Annotated coordinate records:
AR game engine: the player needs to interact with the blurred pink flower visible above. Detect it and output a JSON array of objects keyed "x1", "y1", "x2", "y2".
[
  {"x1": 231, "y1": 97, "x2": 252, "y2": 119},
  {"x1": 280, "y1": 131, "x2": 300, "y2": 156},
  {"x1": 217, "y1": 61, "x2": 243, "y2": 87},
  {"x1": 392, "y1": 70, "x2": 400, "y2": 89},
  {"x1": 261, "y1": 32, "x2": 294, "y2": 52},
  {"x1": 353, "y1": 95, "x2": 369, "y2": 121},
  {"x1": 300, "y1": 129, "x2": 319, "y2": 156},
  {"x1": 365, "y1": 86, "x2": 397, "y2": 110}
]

Exercise directions: Reproduce every line of the records above, requests included, scaling each coordinate in the answers by 2.45 and rounding to the nearest whole number, with halves rounded up.

Solution:
AR game engine: the player needs to interact with the blurred pink flower visible above. Detect it and output a JSON array of objects keyed "x1", "y1", "x2", "y2".
[
  {"x1": 566, "y1": 238, "x2": 617, "y2": 292},
  {"x1": 686, "y1": 321, "x2": 735, "y2": 382},
  {"x1": 532, "y1": 149, "x2": 595, "y2": 213},
  {"x1": 960, "y1": 172, "x2": 980, "y2": 218},
  {"x1": 639, "y1": 78, "x2": 720, "y2": 127},
  {"x1": 865, "y1": 233, "x2": 904, "y2": 296},
  {"x1": 735, "y1": 316, "x2": 782, "y2": 382},
  {"x1": 894, "y1": 211, "x2": 973, "y2": 270}
]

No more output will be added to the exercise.